> [Task goal] Rewrite every line from the one that contains "Please identify the stack" through the last line, scaling each pixel coordinate in the answers by 2.4 and rounding to the nearest whole number with halves going up. Keep all other lines unchanged, and leave the pictures out.

(Object pointing dataset rows)
--- start ---

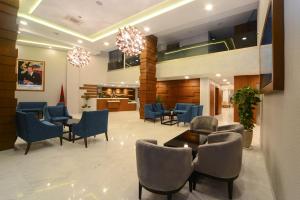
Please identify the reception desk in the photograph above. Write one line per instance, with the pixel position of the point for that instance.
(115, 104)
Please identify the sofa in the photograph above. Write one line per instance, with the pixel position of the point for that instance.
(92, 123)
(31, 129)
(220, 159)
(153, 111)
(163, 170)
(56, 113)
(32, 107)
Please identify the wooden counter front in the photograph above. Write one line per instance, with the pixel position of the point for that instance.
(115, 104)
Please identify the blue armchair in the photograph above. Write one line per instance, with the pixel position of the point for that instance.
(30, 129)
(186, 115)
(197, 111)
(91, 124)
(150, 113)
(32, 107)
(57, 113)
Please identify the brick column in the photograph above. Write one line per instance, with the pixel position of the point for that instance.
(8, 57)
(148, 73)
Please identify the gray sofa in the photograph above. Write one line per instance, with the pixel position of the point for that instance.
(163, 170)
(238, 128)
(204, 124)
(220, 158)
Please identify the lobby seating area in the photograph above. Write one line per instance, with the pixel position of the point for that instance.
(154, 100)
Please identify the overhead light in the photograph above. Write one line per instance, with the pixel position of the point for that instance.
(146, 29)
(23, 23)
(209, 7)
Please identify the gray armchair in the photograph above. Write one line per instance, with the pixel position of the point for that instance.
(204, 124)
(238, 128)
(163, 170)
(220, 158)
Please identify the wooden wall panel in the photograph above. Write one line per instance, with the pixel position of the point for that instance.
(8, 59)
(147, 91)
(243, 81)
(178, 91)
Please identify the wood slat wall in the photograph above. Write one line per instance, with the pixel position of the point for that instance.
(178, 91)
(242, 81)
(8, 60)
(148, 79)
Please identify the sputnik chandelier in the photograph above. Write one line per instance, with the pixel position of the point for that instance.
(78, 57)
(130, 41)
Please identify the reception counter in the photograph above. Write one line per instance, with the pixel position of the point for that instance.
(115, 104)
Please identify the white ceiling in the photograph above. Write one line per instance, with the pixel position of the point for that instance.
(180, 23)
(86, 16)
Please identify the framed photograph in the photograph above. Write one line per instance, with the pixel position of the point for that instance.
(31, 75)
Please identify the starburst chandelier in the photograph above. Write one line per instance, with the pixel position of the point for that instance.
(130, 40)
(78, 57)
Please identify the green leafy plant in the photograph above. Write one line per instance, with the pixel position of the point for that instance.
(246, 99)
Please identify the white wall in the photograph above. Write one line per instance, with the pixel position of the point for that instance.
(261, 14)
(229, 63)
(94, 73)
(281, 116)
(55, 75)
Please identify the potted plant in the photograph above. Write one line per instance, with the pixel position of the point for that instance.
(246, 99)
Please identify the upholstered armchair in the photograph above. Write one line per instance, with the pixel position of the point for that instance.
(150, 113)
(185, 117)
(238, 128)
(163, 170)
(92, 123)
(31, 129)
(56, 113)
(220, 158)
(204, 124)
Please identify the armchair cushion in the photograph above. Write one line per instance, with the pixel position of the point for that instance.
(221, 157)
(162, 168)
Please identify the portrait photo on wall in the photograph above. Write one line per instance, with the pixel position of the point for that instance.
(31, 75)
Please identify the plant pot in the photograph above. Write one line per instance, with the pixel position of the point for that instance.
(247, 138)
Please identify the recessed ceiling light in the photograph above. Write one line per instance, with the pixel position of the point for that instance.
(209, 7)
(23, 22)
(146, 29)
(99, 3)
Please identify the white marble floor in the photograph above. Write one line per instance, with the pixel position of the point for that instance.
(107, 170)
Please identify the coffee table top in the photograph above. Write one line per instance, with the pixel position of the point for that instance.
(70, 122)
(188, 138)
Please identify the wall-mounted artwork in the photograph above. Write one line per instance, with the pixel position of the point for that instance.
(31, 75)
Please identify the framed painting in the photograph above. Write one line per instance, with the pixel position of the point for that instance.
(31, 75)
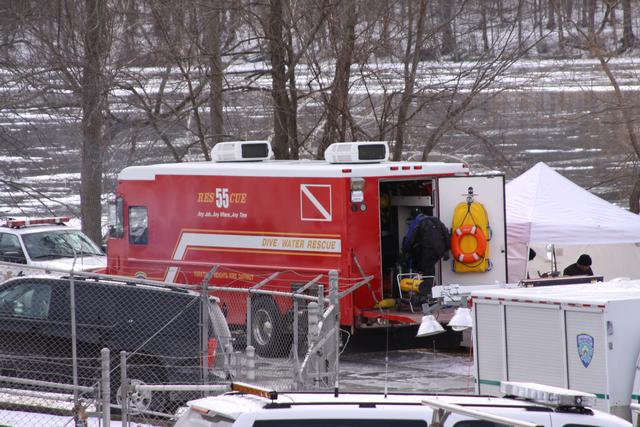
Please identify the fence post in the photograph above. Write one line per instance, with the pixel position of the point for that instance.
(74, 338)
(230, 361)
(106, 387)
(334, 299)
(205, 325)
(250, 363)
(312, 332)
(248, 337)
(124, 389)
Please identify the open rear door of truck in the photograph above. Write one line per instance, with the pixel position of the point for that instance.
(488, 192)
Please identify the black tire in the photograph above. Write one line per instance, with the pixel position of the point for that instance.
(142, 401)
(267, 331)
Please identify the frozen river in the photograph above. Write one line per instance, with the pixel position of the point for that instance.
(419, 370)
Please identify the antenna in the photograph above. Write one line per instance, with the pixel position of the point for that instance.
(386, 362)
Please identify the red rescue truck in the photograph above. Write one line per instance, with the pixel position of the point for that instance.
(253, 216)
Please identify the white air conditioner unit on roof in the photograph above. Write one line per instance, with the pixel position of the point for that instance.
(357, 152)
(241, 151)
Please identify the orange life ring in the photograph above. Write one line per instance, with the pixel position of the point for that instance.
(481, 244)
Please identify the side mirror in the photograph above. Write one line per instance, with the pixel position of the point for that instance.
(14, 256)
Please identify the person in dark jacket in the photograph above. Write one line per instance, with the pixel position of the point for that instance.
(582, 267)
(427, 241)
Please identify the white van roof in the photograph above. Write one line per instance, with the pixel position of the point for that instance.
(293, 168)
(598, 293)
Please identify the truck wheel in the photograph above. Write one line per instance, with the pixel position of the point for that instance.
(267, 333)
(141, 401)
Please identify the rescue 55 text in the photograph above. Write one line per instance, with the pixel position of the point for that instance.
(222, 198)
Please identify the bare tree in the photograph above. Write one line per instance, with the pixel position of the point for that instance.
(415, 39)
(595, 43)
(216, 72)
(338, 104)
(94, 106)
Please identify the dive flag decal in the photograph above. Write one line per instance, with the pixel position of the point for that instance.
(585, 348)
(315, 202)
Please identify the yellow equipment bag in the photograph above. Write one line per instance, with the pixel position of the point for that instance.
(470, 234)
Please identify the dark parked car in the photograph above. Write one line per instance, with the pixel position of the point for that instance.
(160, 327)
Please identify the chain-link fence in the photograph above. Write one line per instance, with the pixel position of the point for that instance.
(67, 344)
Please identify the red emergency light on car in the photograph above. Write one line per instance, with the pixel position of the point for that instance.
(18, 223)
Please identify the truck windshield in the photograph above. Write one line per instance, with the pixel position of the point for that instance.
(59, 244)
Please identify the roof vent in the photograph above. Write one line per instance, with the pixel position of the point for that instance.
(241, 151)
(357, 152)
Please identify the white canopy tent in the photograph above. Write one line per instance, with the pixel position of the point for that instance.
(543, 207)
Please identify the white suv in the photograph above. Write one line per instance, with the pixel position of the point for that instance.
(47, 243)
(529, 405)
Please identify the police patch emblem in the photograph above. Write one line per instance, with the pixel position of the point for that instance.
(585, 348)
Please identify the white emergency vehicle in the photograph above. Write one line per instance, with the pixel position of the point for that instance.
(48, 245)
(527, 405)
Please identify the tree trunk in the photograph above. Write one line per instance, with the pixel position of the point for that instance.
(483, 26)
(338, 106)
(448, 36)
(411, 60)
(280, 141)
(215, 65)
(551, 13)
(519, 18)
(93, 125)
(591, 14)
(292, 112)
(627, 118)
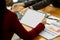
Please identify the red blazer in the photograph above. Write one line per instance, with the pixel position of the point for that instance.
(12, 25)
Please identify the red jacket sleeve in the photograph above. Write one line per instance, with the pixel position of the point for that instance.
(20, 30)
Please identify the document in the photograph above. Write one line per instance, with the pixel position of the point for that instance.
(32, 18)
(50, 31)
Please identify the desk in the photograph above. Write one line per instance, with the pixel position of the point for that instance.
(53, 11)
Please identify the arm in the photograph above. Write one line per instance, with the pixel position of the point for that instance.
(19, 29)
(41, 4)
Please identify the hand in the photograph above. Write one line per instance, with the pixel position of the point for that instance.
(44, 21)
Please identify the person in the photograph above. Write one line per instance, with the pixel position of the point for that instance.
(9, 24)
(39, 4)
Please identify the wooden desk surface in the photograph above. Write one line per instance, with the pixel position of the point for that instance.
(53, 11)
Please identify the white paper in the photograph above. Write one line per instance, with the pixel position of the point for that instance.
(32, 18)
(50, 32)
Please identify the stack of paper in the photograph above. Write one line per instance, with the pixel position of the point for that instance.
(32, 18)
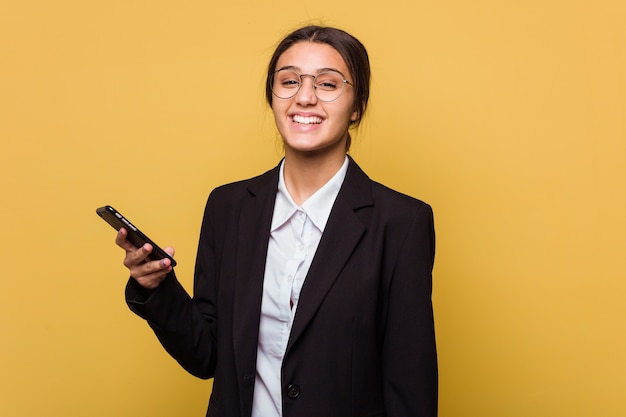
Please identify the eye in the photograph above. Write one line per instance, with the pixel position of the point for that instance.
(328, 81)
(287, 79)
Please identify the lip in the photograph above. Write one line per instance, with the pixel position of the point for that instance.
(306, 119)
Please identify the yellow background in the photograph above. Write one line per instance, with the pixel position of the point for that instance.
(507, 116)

--- end ---

> [Finished answer]
Please identify the stack of paper in the photograph above. Write one line per instance, with the pixel position of the point for that instance.
(77, 43)
Please identify the eye in the photograph above. Write one line per instance, with the pixel position of the point for that instance.
(787, 194)
(689, 190)
Please identify the lip in the photograph above. Write one line per instance, with the pixel position of the point for that instance.
(734, 286)
Please identify the yellow background in the photograph above. Write one line per instance, with the pixel position of the point for that instance.
(1217, 278)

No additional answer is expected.